**WRITTEN TASK:**
Repeat everything in the material exactly.
(begin)
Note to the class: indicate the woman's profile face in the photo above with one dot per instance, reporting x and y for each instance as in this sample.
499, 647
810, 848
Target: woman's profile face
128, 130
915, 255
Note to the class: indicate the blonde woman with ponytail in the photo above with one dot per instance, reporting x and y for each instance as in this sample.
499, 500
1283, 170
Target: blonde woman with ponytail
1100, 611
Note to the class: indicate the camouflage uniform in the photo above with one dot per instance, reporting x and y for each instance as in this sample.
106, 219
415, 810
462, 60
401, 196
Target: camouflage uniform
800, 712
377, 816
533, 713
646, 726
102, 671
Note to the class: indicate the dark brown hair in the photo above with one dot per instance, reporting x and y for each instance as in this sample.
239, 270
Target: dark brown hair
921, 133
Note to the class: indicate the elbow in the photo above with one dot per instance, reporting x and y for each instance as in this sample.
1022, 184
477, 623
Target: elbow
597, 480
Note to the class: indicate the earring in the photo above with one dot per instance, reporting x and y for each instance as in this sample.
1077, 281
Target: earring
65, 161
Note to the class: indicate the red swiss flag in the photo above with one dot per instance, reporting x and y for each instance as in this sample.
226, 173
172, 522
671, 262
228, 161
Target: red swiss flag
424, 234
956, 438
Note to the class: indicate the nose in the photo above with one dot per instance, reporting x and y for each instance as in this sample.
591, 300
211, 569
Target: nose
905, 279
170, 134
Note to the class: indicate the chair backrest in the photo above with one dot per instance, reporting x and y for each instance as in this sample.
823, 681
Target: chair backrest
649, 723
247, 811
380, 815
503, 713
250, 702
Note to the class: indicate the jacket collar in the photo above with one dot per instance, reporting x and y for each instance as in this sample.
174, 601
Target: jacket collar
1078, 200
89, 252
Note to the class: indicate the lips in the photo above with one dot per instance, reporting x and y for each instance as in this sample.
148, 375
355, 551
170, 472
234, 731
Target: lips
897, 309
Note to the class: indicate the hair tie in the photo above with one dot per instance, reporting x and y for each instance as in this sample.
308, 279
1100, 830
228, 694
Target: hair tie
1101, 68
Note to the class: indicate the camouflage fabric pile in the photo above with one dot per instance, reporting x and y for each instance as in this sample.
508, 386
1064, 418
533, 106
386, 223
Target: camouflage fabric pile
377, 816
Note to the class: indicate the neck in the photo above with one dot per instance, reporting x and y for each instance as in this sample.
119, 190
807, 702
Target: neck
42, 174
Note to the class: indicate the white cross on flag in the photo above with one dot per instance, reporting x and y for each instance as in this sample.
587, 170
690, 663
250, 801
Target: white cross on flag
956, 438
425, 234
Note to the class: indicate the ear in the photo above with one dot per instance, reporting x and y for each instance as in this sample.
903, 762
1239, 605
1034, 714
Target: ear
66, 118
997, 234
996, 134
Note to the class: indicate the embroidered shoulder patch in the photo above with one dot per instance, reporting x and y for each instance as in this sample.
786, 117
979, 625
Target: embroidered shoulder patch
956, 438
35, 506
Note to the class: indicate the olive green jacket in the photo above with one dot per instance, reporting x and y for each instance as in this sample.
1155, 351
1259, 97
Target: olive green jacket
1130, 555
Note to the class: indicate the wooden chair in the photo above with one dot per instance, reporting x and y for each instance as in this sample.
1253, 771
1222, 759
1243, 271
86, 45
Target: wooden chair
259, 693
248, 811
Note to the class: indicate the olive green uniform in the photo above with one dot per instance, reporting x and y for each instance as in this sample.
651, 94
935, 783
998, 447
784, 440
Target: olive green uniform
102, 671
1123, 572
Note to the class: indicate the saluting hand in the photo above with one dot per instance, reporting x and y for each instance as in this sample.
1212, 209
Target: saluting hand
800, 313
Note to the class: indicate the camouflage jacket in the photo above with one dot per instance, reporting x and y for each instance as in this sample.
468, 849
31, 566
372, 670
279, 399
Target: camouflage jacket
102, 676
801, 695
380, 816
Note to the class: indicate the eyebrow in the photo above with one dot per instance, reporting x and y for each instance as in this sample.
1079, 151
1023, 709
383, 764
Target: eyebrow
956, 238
(end)
**CORRECT RESULT:**
Note to the class: indicate the woman's profile face in the photo above with one dot per instance, reporting x and y for each instance as in this sample.
499, 647
810, 848
Target: woman's profile face
128, 130
915, 255
Note to the class: indicate the blonde woman with ponytail in the photo above with one dot per instance, reporting x and y for each instance as in this sample.
499, 500
1283, 170
Target: blonde woman with ponytail
1100, 611
Note to the class: indicate the camouflage uniform in the photo above with one dot per instance, reporting x and y for each instance as in this sample.
106, 219
415, 810
462, 60
401, 196
Target: camouflage uniform
800, 712
377, 816
533, 713
646, 726
102, 671
Note to the class: indicate the dark brown hair in the photo above with one dot per instance, reporting x and y for each instance as in this sample.
239, 270
Target: dark brown hair
921, 133
Note to the class: indicate the elbow in the photo above with one dot per instance, reporting x and y for each instance as in this sample.
1022, 184
477, 623
Target: elbow
597, 480
Note to the class: indicate the earring in the photo above with one dot per instance, reporting x and y for each instance as in this sample.
1077, 281
Target: earring
65, 161
Note to the class: indicate the red swiss flag in the photo above with one dot per instance, reporting x and y for each instance as in this sample.
226, 173
172, 522
671, 262
228, 161
Target: red swiss flag
424, 234
956, 438
Note to the class: indicate the nose in the photo above with one dot per instance, reporting x and y for each instance as in this sample.
591, 300
211, 569
Target: nose
905, 279
170, 134
Note to the class: indicate the chair backrest in the photo above with one dot per instance, reporting x and y for each instance as in this sample.
823, 681
Target: chair backrest
649, 723
247, 811
380, 815
503, 713
250, 702
Note to the class: indicate the jacket collar in the photo above with one dot per instance, reporting x and y for each instance as in this sample.
174, 601
Target: jacket collar
1078, 200
89, 252
Note to the class: indicate the lips in the photo above with one dot per instance, reporting x and y for each instance as in this sample.
148, 375
355, 551
170, 472
234, 731
Target: lips
897, 309
Note to the class: indicate the hair tie in the photo above with one dot per instance, reporting x and y for each instance as in this sample.
308, 279
1100, 830
228, 694
Target: hair tie
1101, 68
Note to the class: indicate the camouflage fabric pile in the photo above with one dot per instance, reporting x and y for each instance as in this sample.
508, 386
1064, 418
533, 106
386, 223
Target: camouflage fabric pile
377, 816
Note to the class: indicate the neck in the photo above with one dot per instance, reporting x and y for each instance as in this sample.
119, 190
807, 702
Target: neck
42, 174
Note to the class: indicate the white cross on flag in the photo above with one dot per instance, reporting x and y for each instance as in this sample.
587, 170
690, 663
250, 801
Target: white cross on flag
956, 438
425, 234
Note to the class: indicate the ear in the photo above with one dot per instance, reporting x and y for each instance as in this sample.
903, 762
1239, 605
1034, 714
Target: ear
66, 118
997, 234
996, 134
Note to the class: indicate the embroidered shoulder patch in the photo above with one dot per instance, reporting x and y for each instance as in this sample.
786, 117
979, 625
Target: embroidered shoulder patch
956, 438
35, 506
Note to the class: indicate the olive green jacket in the photo above with one dot per instance, reporting x and y for each instance as in this sample.
1155, 351
1259, 97
Target: olive green jacket
1130, 555
Note to the class: indicate the wooden chair in the photo above with one dot per instance, reporting x and y for each instance as in this sample.
1253, 771
1222, 759
1243, 271
86, 45
Target: wooden chair
259, 693
248, 811
Note to the class: indicate the olive green uniform in the photo above with one dot per instance, reporting x and y for each instance as in this sample.
651, 94
935, 783
998, 447
784, 440
Target: olive green uniform
102, 671
1123, 572
Note to the class: indicate the saluting hand in the photo above with one dot per instance, reporting x and y for each instance as in this sample.
1212, 209
Target: saluting hand
800, 313
Note to the class: indicate the camouflage jacket in the photo above with one dot per instance, reporting x and y for each instance as in this sample.
468, 849
31, 566
372, 670
279, 399
Target: camouflage jacket
102, 676
801, 695
380, 816
Note to the class: indicate the eyebrow in the photo above with one dot per instance, reporting x and y for each instance as in this sample.
1079, 151
1023, 709
383, 764
Target: eyebrow
956, 238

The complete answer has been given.